Nothing other than the lines from the one containing "Target: framed picture on wall" through the last line of the data below should be output, each reproduced exactly.

++++ Task data

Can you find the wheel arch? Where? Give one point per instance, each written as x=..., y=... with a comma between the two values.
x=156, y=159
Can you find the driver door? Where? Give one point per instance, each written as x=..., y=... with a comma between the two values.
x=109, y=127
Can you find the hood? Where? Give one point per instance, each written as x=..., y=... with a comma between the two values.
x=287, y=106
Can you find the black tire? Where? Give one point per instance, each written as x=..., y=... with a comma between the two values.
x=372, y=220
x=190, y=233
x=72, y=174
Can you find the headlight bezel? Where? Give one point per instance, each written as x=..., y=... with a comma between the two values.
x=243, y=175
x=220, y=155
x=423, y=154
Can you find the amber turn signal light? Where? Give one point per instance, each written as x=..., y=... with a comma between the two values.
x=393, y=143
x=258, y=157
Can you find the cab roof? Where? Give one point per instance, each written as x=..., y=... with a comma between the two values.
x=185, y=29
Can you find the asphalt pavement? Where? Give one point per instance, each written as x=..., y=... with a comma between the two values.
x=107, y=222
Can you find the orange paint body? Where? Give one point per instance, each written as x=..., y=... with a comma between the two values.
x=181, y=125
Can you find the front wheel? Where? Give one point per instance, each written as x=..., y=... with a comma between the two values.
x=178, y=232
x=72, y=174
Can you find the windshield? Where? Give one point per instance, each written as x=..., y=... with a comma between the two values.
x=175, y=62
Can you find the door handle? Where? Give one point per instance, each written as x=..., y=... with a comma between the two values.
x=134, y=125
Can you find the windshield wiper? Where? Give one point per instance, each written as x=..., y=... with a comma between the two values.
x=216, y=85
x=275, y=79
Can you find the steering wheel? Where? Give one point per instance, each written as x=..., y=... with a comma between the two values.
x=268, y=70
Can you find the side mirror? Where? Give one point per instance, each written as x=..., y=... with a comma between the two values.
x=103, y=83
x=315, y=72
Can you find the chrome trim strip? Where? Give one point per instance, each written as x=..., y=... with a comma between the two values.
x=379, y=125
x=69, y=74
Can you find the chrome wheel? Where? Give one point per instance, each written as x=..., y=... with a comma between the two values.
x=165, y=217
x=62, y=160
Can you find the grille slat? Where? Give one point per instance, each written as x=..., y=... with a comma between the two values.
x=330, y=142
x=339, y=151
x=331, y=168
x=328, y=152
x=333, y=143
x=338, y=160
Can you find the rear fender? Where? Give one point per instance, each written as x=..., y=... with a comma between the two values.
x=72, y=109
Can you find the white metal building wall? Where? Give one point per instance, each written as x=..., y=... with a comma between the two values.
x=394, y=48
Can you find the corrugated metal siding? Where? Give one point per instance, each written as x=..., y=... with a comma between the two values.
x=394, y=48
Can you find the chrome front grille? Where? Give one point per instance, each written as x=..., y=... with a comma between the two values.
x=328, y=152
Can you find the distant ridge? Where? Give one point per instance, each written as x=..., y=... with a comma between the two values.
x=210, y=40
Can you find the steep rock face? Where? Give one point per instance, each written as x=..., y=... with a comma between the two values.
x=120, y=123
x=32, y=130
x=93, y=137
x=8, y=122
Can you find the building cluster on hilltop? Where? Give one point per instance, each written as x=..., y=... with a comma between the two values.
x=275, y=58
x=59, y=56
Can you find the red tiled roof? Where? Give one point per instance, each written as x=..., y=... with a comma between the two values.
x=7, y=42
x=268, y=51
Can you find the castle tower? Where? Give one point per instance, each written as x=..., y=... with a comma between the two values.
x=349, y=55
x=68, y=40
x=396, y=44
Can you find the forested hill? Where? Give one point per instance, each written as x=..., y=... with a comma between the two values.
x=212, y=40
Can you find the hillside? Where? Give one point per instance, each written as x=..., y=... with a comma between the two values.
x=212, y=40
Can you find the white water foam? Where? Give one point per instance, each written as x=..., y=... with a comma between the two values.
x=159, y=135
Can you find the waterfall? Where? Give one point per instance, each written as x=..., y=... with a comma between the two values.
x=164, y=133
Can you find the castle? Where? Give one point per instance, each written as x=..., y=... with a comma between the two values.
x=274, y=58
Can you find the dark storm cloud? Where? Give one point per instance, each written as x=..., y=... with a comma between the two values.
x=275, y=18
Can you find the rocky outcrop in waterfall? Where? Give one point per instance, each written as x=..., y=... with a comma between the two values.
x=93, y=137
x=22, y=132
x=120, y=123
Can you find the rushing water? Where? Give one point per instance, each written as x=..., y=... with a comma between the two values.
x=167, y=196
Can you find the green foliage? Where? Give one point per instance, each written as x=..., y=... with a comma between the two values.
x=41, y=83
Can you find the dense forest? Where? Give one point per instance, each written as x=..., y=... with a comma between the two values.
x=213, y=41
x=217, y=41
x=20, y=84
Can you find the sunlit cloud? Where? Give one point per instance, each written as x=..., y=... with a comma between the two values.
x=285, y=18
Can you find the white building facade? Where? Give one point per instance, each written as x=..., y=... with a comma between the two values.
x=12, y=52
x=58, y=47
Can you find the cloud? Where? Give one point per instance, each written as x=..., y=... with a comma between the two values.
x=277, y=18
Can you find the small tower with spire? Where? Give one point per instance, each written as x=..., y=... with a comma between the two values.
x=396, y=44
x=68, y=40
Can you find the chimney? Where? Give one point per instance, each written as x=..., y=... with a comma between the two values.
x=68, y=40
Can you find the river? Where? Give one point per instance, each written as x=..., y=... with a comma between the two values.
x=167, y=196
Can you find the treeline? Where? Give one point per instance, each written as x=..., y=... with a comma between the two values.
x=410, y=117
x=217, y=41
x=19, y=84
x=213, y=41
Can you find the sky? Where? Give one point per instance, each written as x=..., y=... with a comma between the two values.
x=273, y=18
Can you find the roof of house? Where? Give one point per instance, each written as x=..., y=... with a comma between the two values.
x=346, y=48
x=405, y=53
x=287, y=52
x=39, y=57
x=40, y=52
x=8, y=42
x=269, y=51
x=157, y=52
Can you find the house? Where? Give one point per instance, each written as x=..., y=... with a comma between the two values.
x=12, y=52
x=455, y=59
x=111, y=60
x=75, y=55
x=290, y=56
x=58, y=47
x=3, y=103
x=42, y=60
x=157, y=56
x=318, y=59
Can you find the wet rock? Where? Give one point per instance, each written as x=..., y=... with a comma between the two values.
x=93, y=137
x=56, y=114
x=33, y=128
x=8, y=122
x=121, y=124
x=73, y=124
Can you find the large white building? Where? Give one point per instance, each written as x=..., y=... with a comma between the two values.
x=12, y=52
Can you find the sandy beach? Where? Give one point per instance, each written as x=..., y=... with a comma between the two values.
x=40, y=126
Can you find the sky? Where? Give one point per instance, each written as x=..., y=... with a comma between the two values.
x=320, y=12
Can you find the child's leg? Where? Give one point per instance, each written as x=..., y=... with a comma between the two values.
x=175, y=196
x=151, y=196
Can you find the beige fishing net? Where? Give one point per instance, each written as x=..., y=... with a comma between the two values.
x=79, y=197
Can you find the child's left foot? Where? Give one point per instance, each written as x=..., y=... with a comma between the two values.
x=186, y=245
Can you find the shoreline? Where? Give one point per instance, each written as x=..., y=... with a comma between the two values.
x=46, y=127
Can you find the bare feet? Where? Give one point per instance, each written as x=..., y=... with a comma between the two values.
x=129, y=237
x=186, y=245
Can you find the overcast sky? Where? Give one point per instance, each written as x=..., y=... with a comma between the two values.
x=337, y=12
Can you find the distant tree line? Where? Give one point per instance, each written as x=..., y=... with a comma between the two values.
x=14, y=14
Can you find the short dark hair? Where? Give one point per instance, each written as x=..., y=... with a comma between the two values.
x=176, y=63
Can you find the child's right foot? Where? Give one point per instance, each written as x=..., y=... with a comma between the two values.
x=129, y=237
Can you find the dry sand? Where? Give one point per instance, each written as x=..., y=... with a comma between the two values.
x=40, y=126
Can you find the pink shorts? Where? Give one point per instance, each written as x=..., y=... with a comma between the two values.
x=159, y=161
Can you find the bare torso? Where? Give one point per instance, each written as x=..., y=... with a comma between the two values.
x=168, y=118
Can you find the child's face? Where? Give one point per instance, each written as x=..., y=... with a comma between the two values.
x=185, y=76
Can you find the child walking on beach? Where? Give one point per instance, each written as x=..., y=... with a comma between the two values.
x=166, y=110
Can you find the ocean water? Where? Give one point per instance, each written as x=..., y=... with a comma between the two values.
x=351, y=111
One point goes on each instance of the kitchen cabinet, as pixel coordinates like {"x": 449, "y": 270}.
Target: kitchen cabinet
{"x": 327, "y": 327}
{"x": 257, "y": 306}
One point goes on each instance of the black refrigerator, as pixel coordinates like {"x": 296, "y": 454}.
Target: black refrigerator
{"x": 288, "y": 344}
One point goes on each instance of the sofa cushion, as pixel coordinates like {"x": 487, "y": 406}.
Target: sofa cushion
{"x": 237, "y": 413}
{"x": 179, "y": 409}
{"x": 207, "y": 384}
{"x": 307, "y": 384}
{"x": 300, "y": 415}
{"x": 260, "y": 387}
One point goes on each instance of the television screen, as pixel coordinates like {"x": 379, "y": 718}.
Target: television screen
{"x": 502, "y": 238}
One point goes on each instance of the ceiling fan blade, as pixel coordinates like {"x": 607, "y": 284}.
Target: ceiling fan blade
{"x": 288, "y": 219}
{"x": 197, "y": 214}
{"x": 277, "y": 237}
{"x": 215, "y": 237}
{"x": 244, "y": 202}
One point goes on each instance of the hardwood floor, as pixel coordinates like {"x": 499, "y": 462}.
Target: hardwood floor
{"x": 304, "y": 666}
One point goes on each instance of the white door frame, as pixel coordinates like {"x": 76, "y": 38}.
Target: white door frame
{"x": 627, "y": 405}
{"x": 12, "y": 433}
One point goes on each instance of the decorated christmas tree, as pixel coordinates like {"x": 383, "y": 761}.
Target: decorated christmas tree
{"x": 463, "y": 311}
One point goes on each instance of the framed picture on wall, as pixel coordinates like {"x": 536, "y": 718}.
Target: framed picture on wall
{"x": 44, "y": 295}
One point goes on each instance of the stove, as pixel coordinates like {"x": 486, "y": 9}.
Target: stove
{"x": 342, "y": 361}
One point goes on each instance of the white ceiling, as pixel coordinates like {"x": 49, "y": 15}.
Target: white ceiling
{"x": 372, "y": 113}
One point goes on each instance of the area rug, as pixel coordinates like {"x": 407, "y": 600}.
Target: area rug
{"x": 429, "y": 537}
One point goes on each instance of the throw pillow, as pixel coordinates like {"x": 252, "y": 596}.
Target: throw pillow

++++++++

- _Exercise answer_:
Target: framed picture on wall
{"x": 44, "y": 295}
One point goes on each instance of the stove, as pixel coordinates like {"x": 486, "y": 9}.
Target: stove
{"x": 342, "y": 361}
One point goes on each instance of the white ceiling, as pixel coordinates like {"x": 49, "y": 15}.
Target: white ceiling
{"x": 372, "y": 113}
One point goes on each instance of the area rug, as pixel coordinates like {"x": 407, "y": 600}.
Target: area rug
{"x": 429, "y": 537}
One point goes on each instance of the throw pillow, as pixel coordinates like {"x": 252, "y": 596}.
Target: throw pillow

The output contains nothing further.